## [Excerpt to read]
Tuesday, October 20, 2009

Anglican Follies, next Act: the Vatican Steps In.

Honestly, this has me chuckling. The Times of London leads with the headline, Vatican moves to poach traditional Anglicans. Apparently this is quite a surprise to the ABC, who found out two weeks ago this was underway. Doesn't look too happy, does he?

From the Guardian:
The archbishop of Canterbury, Rowan Williams, informed journalists that he only heard about the apostolic constitution "a couple of weeks ago" and that there was no input from or consultation with Lambeth Palace. His face reddened as he spoke and, at one point, the archbishop of Westminster, Vincent Nichols, answered questions relating to Williams's leadership and authority.
What it MEANS apparently is that those of Anglo-Catholic bent (and their married priests) can use familiar liturgies etc but be actual RC. (Those with a better understanding please correct me in the comments.) As the Times put it,
The Roman Catholic Church today moved to poach thousands of traditional Anglicans who are dismayed by growing acceptance of gays and women priests and bishops....

The announcement paves the way for thousands of Anglicans worldwide to join the Roman Catholic church while maintaining elements of their own spiritual heritage.

Although Dr Williams knew that talks had been taking place in Rome, he was unaware until two weeks ago of the radical nature of the proposals being drawn up by Rome.....

Traditionalists, including up to six Church of England bishops, had visited and pleaded with Rome to provide some sort of structure inside the Catholic Church for their wing of the Church of England because of liberal moves towards women bishops and gay ordinations.

One aspect of the announcement by Rome is that it clears the way for women bishops in the Church of England.

The General Synod and Parliament are unlikely to approve a legal structure to “protect” Anglo-Catholics from being “tainted” by the hands of a woman, if Rome is showing them an open door.

## [Tasks for this exercise]
A. Reproduce, word for word, the section of the post about the Vatican and traditional Anglicans that begins with the words containing "Although Dr Williams" and ends with "an open door.".
B. Carry on the post about the Vatican and traditional Anglicans, picking up right after its final sentence.

## [Material provided]
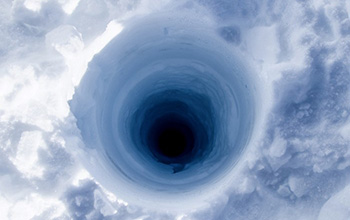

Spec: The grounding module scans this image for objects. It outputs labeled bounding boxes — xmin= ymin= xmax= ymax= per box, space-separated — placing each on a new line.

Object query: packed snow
xmin=0 ymin=0 xmax=350 ymax=220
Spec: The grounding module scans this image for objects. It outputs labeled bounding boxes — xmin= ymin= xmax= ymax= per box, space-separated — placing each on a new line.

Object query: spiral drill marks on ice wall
xmin=71 ymin=10 xmax=263 ymax=210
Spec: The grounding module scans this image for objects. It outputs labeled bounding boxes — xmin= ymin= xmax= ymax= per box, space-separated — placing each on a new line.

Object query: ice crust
xmin=0 ymin=0 xmax=350 ymax=220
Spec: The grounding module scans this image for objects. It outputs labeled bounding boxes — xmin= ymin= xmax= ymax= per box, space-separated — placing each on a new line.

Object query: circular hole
xmin=70 ymin=12 xmax=259 ymax=210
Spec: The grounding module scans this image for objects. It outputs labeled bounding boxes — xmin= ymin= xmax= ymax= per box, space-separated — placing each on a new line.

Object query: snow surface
xmin=0 ymin=0 xmax=350 ymax=220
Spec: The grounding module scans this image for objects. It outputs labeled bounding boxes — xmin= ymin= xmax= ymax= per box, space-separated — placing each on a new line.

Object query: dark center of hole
xmin=149 ymin=115 xmax=195 ymax=163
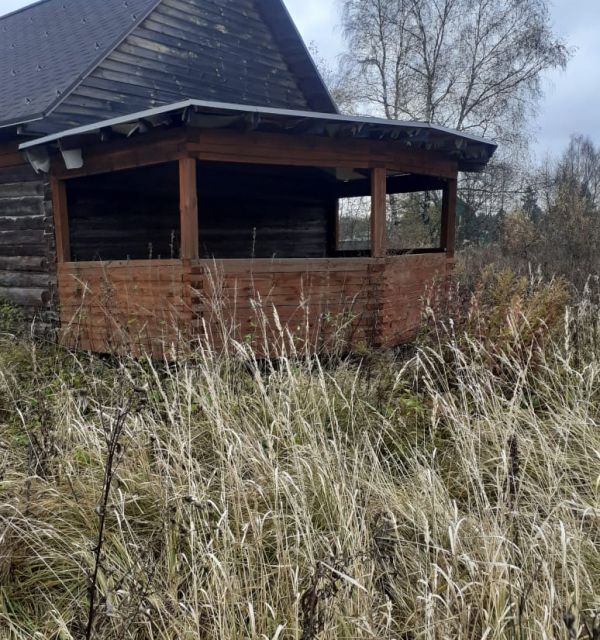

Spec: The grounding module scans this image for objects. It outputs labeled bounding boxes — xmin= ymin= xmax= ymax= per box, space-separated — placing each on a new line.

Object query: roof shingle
xmin=0 ymin=0 xmax=157 ymax=124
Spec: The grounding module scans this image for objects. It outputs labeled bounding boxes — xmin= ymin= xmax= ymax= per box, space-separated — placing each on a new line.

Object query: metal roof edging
xmin=19 ymin=99 xmax=498 ymax=150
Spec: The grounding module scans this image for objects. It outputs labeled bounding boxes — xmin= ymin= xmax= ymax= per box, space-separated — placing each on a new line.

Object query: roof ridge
xmin=0 ymin=0 xmax=50 ymax=21
xmin=36 ymin=0 xmax=163 ymax=123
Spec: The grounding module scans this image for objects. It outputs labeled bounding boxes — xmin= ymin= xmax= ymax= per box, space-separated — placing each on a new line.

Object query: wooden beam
xmin=442 ymin=178 xmax=457 ymax=258
xmin=51 ymin=129 xmax=188 ymax=180
xmin=50 ymin=176 xmax=71 ymax=263
xmin=187 ymin=128 xmax=458 ymax=178
xmin=179 ymin=158 xmax=199 ymax=260
xmin=371 ymin=167 xmax=387 ymax=258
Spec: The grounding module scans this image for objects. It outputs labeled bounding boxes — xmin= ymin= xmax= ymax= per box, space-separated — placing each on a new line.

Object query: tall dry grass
xmin=0 ymin=286 xmax=600 ymax=640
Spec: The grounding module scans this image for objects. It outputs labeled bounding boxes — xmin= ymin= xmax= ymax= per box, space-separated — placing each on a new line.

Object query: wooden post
xmin=50 ymin=176 xmax=71 ymax=263
xmin=441 ymin=178 xmax=457 ymax=258
xmin=179 ymin=158 xmax=199 ymax=260
xmin=371 ymin=167 xmax=387 ymax=258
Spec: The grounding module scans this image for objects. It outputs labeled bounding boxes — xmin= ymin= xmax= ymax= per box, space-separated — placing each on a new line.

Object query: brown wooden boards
xmin=371 ymin=167 xmax=387 ymax=258
xmin=179 ymin=158 xmax=198 ymax=260
xmin=58 ymin=254 xmax=449 ymax=355
xmin=50 ymin=177 xmax=71 ymax=262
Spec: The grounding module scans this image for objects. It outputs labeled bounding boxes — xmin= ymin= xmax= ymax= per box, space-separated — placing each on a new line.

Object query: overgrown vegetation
xmin=0 ymin=273 xmax=600 ymax=640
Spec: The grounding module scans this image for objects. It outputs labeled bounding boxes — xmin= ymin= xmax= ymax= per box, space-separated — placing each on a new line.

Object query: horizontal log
xmin=0 ymin=181 xmax=44 ymax=199
xmin=0 ymin=196 xmax=45 ymax=218
xmin=0 ymin=270 xmax=50 ymax=289
xmin=0 ymin=287 xmax=50 ymax=307
xmin=0 ymin=164 xmax=40 ymax=183
xmin=0 ymin=255 xmax=48 ymax=272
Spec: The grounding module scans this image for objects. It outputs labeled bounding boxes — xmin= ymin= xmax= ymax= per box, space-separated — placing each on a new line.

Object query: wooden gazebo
xmin=21 ymin=100 xmax=495 ymax=351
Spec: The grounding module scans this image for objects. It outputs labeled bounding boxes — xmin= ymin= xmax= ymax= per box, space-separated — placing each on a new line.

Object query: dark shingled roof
xmin=0 ymin=0 xmax=157 ymax=125
xmin=0 ymin=0 xmax=337 ymax=134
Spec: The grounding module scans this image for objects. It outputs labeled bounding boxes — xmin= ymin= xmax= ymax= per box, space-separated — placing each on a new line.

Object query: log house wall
xmin=0 ymin=142 xmax=57 ymax=324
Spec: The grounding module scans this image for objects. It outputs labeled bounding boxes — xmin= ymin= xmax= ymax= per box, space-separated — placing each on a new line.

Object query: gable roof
xmin=19 ymin=100 xmax=497 ymax=171
xmin=0 ymin=0 xmax=337 ymax=133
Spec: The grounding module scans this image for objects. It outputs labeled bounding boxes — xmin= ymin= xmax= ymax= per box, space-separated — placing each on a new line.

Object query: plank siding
xmin=0 ymin=143 xmax=56 ymax=330
xmin=58 ymin=254 xmax=449 ymax=355
xmin=44 ymin=0 xmax=318 ymax=130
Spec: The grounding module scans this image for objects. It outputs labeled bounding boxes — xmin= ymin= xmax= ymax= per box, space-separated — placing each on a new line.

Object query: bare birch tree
xmin=342 ymin=0 xmax=569 ymax=143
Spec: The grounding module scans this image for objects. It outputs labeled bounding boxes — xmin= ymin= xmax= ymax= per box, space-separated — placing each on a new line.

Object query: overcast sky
xmin=0 ymin=0 xmax=600 ymax=156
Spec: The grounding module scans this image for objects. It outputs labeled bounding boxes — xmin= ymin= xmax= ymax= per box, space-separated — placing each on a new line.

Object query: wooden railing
xmin=58 ymin=253 xmax=449 ymax=355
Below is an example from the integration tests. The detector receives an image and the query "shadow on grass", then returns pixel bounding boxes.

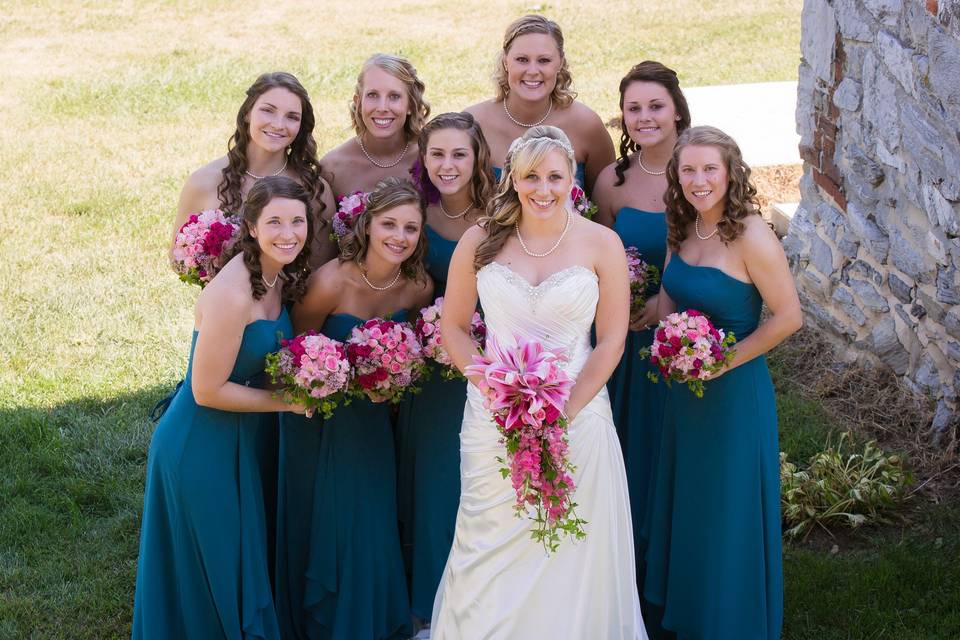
[0,385,172,639]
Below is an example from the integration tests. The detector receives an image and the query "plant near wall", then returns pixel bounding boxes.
[780,432,912,538]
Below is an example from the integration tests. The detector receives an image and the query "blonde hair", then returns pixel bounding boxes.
[473,125,577,271]
[493,14,577,109]
[350,53,430,140]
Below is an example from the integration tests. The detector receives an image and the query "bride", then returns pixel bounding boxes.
[431,126,646,640]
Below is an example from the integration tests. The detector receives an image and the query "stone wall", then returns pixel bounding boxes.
[785,0,960,441]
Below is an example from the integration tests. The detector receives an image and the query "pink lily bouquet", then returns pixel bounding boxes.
[264,331,352,418]
[570,183,600,220]
[330,191,370,243]
[413,296,487,380]
[640,309,737,398]
[173,209,240,288]
[347,318,426,404]
[626,247,660,315]
[465,336,586,552]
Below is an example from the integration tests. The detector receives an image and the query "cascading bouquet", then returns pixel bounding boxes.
[173,209,240,288]
[570,184,599,220]
[465,336,586,552]
[414,296,487,380]
[347,318,426,403]
[264,331,351,418]
[626,247,660,315]
[330,191,370,243]
[640,309,737,398]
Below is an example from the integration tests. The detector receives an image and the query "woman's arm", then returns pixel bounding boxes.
[566,227,630,420]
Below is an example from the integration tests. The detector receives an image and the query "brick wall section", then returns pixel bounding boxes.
[785,0,960,441]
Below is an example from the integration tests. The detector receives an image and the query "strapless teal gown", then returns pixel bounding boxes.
[278,311,411,640]
[645,254,783,640]
[491,162,587,189]
[397,226,467,621]
[132,310,293,640]
[607,207,667,637]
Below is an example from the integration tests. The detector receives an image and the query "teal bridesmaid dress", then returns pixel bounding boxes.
[132,310,293,640]
[281,311,411,640]
[645,254,783,640]
[397,226,467,621]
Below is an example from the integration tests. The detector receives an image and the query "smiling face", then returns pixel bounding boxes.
[513,148,573,220]
[250,197,307,268]
[423,128,476,195]
[503,33,563,102]
[623,81,679,147]
[246,87,303,152]
[354,66,410,138]
[677,145,728,216]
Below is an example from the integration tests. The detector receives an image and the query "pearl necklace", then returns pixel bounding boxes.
[244,156,288,180]
[513,211,573,258]
[357,136,410,169]
[440,198,473,220]
[637,149,667,176]
[693,213,720,240]
[503,98,553,129]
[360,265,403,291]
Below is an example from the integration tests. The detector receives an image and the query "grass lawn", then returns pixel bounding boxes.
[0,0,960,639]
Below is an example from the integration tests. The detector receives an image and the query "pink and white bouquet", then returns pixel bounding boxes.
[465,336,586,552]
[570,183,599,220]
[264,331,351,418]
[414,296,487,380]
[173,209,240,288]
[626,247,660,315]
[640,309,737,398]
[330,191,370,242]
[347,318,426,403]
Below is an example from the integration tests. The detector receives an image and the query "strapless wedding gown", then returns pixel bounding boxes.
[430,262,647,640]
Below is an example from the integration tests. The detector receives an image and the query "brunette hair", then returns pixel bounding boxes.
[664,127,760,251]
[414,113,494,214]
[473,125,577,271]
[237,176,314,302]
[350,53,430,140]
[340,178,427,282]
[493,14,577,109]
[613,60,690,187]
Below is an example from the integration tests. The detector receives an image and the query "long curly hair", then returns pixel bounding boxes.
[493,14,577,109]
[350,53,430,140]
[664,127,760,251]
[340,178,427,283]
[416,112,494,214]
[237,176,315,302]
[217,71,324,219]
[613,60,690,187]
[473,125,577,271]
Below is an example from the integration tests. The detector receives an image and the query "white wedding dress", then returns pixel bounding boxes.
[430,262,647,640]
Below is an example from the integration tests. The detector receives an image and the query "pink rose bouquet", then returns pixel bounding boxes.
[347,318,426,403]
[626,247,660,315]
[640,309,737,398]
[466,336,586,552]
[570,183,599,220]
[173,209,240,288]
[264,331,351,418]
[414,296,487,380]
[330,191,369,242]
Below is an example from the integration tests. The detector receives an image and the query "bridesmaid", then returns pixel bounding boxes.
[278,178,433,640]
[398,113,493,623]
[133,176,313,640]
[465,15,614,192]
[322,53,430,198]
[593,60,690,632]
[170,71,336,267]
[645,127,803,640]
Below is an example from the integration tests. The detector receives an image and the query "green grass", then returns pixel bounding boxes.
[0,0,960,639]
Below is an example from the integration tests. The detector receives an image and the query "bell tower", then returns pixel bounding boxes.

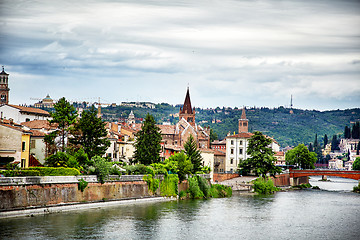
[179,87,195,126]
[0,66,10,105]
[239,107,249,133]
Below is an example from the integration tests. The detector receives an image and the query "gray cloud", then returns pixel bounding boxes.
[0,0,360,109]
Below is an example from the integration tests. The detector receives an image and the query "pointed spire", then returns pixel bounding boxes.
[181,87,193,114]
[240,107,246,119]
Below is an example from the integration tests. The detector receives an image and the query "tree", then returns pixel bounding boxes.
[285,144,317,169]
[324,134,329,148]
[331,135,339,152]
[184,134,203,173]
[49,97,77,152]
[134,114,161,165]
[239,131,281,177]
[353,157,360,171]
[70,106,110,159]
[344,126,351,139]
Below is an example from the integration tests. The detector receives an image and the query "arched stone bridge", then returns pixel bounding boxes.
[289,169,360,180]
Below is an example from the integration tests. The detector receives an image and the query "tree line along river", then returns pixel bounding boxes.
[0,177,360,240]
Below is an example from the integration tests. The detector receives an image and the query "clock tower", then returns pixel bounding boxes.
[0,66,10,105]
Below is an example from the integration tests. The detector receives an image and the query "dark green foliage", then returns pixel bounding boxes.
[69,106,110,159]
[172,152,193,182]
[353,183,360,193]
[123,164,155,176]
[49,97,77,152]
[210,128,219,142]
[353,157,360,171]
[134,114,162,165]
[324,134,329,148]
[184,135,202,173]
[45,152,74,167]
[143,174,160,194]
[92,156,112,184]
[253,177,280,194]
[285,144,317,169]
[210,184,232,198]
[0,169,40,177]
[331,135,340,151]
[78,178,88,192]
[239,132,281,176]
[27,167,80,176]
[196,176,210,198]
[188,176,204,199]
[160,174,179,197]
[0,157,14,166]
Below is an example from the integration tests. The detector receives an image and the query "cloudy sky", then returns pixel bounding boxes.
[0,0,360,110]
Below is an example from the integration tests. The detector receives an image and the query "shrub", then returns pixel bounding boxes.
[28,167,80,176]
[160,174,179,197]
[143,174,160,194]
[196,176,210,198]
[253,177,280,194]
[78,179,88,192]
[92,156,112,184]
[353,183,360,193]
[188,176,204,199]
[209,184,232,198]
[0,170,40,177]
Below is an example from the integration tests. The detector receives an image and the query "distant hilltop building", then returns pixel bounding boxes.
[0,66,10,105]
[35,94,55,108]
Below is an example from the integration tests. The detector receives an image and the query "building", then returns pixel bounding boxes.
[34,94,55,108]
[225,108,280,173]
[0,104,51,124]
[0,66,10,104]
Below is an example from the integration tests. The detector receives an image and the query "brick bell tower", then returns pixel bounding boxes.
[0,66,10,105]
[239,107,249,133]
[179,87,195,127]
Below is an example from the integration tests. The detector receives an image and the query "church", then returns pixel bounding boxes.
[158,88,210,158]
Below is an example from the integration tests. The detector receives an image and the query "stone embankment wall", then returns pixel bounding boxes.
[0,175,209,212]
[0,175,155,211]
[213,173,239,182]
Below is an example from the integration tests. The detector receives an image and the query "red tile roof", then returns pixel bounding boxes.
[9,104,50,117]
[226,132,254,138]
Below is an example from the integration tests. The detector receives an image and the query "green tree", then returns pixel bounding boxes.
[134,114,161,165]
[285,144,317,169]
[49,97,77,152]
[172,152,193,182]
[353,157,360,171]
[210,128,218,143]
[69,106,110,159]
[324,134,329,148]
[184,134,203,173]
[239,131,281,177]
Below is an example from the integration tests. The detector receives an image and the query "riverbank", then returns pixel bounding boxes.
[0,197,177,219]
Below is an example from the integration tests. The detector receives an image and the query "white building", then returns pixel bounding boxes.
[0,104,50,124]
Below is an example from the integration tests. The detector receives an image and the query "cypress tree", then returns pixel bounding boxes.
[134,114,161,165]
[324,134,329,148]
[184,135,202,173]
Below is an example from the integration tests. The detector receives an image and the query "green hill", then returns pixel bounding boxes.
[102,103,360,147]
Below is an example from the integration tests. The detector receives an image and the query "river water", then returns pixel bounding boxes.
[0,178,360,240]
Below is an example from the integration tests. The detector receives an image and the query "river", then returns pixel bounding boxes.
[0,177,360,240]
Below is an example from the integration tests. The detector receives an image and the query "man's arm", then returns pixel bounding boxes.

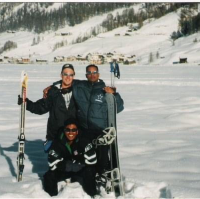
[104,86,124,113]
[26,98,49,115]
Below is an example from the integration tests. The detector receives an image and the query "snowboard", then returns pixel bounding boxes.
[105,93,124,197]
[17,71,28,182]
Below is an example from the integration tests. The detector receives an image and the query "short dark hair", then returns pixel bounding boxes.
[61,64,75,75]
[64,118,78,128]
[86,64,99,72]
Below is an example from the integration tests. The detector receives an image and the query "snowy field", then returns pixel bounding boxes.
[0,64,200,198]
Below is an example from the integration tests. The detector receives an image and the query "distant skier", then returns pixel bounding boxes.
[18,64,76,152]
[43,119,97,197]
[44,64,124,174]
[110,59,120,88]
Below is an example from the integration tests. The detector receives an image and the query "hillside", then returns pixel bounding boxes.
[0,3,200,65]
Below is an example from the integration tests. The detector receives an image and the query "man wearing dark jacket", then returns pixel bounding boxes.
[44,65,124,173]
[18,64,76,151]
[43,119,97,197]
[73,65,124,175]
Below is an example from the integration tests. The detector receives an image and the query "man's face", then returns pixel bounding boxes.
[86,66,99,83]
[61,68,74,88]
[64,124,78,141]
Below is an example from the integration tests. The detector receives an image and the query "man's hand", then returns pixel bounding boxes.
[43,86,51,99]
[17,95,28,105]
[103,86,116,94]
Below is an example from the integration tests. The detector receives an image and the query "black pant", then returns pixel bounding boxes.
[81,129,110,174]
[43,166,97,196]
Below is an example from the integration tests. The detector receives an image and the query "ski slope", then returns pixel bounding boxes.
[0,63,200,199]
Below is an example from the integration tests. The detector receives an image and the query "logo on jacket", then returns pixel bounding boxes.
[74,150,78,155]
[95,94,103,102]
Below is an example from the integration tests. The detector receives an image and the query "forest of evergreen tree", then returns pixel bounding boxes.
[0,2,133,33]
[0,2,200,38]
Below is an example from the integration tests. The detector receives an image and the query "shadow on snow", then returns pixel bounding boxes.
[0,140,48,178]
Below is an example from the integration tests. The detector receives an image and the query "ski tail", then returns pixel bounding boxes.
[106,93,124,197]
[17,71,28,182]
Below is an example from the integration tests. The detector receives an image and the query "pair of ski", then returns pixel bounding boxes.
[17,71,28,182]
[93,93,124,197]
[17,71,123,197]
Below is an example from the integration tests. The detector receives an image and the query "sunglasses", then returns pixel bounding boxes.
[62,73,74,77]
[64,128,78,133]
[86,71,99,75]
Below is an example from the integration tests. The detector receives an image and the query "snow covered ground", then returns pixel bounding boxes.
[0,64,200,198]
[0,3,200,65]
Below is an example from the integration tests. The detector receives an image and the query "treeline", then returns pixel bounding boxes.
[179,9,200,36]
[92,3,181,36]
[0,2,133,33]
[171,3,200,41]
[0,41,17,54]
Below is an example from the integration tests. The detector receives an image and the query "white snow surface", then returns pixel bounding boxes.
[0,63,200,199]
[0,3,200,65]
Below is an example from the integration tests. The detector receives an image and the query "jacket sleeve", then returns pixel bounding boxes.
[26,98,49,115]
[114,93,124,113]
[26,88,54,115]
[48,141,65,171]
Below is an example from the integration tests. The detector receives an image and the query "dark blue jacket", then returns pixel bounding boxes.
[73,80,124,134]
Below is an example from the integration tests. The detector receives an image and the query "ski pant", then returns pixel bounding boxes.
[81,129,110,174]
[43,166,97,196]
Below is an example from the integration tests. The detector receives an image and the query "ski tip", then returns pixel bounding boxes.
[21,70,28,82]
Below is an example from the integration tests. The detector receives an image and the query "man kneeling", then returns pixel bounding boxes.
[43,119,97,197]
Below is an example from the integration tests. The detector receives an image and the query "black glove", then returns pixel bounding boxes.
[65,160,85,172]
[17,95,29,105]
[84,143,97,165]
[17,95,23,105]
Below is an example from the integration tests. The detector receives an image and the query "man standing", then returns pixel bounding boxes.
[18,64,76,151]
[44,65,124,174]
[73,65,124,174]
[43,119,97,197]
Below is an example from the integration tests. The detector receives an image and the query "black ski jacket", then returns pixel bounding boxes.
[73,80,124,131]
[26,86,76,140]
[48,131,96,172]
[53,79,124,138]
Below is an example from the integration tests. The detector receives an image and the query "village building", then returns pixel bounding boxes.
[17,57,31,64]
[66,56,77,62]
[54,56,63,62]
[179,57,187,64]
[123,55,136,65]
[35,59,48,63]
[89,54,105,65]
[76,55,87,61]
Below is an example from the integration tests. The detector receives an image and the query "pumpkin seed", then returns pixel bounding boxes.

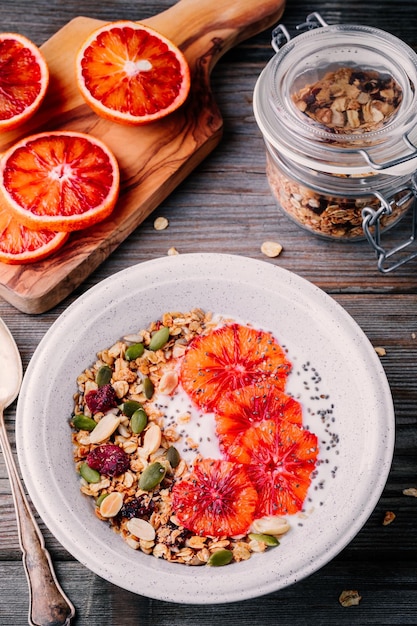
[120,400,142,417]
[166,446,181,467]
[72,413,97,432]
[149,326,169,350]
[96,365,113,387]
[142,376,155,400]
[80,463,101,483]
[207,550,233,567]
[125,343,145,361]
[130,408,148,435]
[249,533,279,546]
[139,461,166,491]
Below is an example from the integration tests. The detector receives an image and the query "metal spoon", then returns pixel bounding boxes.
[0,318,75,626]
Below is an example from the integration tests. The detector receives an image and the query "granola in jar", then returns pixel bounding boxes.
[253,20,417,243]
[266,150,413,241]
[292,67,402,134]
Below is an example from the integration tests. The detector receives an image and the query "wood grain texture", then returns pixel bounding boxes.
[0,0,417,626]
[0,0,284,313]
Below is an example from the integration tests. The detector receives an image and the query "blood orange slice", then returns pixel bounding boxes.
[216,383,302,452]
[172,459,258,537]
[76,21,190,125]
[0,33,49,131]
[0,131,119,231]
[180,323,291,411]
[230,420,318,517]
[0,203,69,265]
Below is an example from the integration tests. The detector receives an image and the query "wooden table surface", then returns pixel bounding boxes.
[0,0,417,626]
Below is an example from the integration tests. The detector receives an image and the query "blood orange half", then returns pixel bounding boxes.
[0,203,69,265]
[180,323,291,411]
[172,459,258,537]
[228,420,318,517]
[0,131,119,231]
[76,21,190,125]
[0,33,49,131]
[215,383,303,453]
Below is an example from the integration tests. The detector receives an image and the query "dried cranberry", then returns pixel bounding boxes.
[119,495,155,520]
[87,443,129,476]
[85,383,117,413]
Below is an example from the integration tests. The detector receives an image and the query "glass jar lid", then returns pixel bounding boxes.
[254,24,417,176]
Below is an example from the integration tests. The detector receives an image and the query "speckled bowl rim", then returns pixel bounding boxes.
[16,253,395,604]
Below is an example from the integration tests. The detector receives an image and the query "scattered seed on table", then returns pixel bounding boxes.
[339,589,362,606]
[153,217,169,230]
[261,241,282,259]
[382,511,395,526]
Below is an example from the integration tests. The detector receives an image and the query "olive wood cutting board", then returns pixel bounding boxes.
[0,0,285,314]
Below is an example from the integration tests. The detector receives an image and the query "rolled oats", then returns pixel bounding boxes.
[293,67,402,134]
[72,309,289,566]
[266,150,413,240]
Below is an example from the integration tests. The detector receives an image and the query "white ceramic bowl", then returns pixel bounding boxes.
[16,254,395,604]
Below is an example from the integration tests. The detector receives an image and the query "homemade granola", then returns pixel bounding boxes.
[266,151,413,239]
[71,309,296,565]
[293,67,402,134]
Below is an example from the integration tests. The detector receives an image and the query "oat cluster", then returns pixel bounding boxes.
[71,309,289,565]
[293,67,402,134]
[266,154,413,239]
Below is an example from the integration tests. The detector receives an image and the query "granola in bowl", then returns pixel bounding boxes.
[71,309,318,566]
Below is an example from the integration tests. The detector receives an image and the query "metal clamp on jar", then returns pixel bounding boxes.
[254,13,417,273]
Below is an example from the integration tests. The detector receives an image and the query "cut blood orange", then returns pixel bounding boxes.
[76,21,190,125]
[0,131,119,231]
[228,420,318,517]
[216,383,303,452]
[180,323,291,411]
[0,203,69,265]
[0,33,49,131]
[172,459,258,537]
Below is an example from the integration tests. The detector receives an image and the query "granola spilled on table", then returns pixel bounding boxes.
[71,309,295,565]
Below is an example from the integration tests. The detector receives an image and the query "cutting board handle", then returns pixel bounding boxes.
[144,0,285,69]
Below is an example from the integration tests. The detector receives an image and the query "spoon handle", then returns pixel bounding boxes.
[0,407,75,626]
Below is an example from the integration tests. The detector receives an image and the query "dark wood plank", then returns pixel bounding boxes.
[0,0,417,626]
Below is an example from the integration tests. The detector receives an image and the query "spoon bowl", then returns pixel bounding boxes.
[0,318,75,626]
[0,318,23,410]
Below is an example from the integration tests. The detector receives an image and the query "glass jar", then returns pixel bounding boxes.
[253,14,417,264]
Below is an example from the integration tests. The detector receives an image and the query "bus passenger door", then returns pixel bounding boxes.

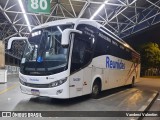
[69,70,83,97]
[83,67,92,95]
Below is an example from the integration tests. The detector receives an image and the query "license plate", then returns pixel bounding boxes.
[31,89,40,96]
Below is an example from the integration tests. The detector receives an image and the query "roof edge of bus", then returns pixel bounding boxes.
[32,18,87,30]
[32,18,140,55]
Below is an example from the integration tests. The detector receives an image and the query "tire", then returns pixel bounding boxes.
[130,77,135,88]
[91,80,101,99]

## [Expected results]
A.
Although Dr Williams knew that talks had been taking place in Rome, he was unaware until two weeks ago of the radical nature of the proposals being drawn up by Rome.....

Traditionalists, including up to six Church of England bishops, had visited and pleaded with Rome to provide some sort of structure inside the Catholic Church for their wing of the Church of England because of liberal moves towards women bishops and gay ordinations.

One aspect of the announcement by Rome is that it clears the way for women bishops in the Church of England.

The General Synod and Parliament are unlikely to approve a legal structure to “protect” Anglo-Catholics from being “tainted” by the hands of a woman, if Rome is showing them an open door.

B.
....The proposals will also regularise the place of former Anglicans in the US who already worship under the auspices of the US Catholic bishops by bringing them also into the new, central canonical structure of the Apostolic Constitution.....

There were signs of haste at the Vatican press conference, which was only announced on Monday evening instead of several days ahead, as is the usual practice.
For more, check out Ruth Gledhill's blog and a variety of views at Madpriest's site. As George Pitcher says in the Telegraph
Pope Benedict has effectively provided a province that the Anglican Church couldn’t. Traditional Anglo-catholic Anglicans can go there, under the oversight of former Anglican prelates; married Anglo-Catholics might even be ordained into the Roman Catholic Church. There really is no excuse for Anglo-Catholics who can’t accept women bishops now. They must accept the Pope’s offer, or stay in the Anglican Church and accept women bishops. It’s no longer a case of put up or shut up, but rather go with an Anglican blessing, or stay with the Anglican way.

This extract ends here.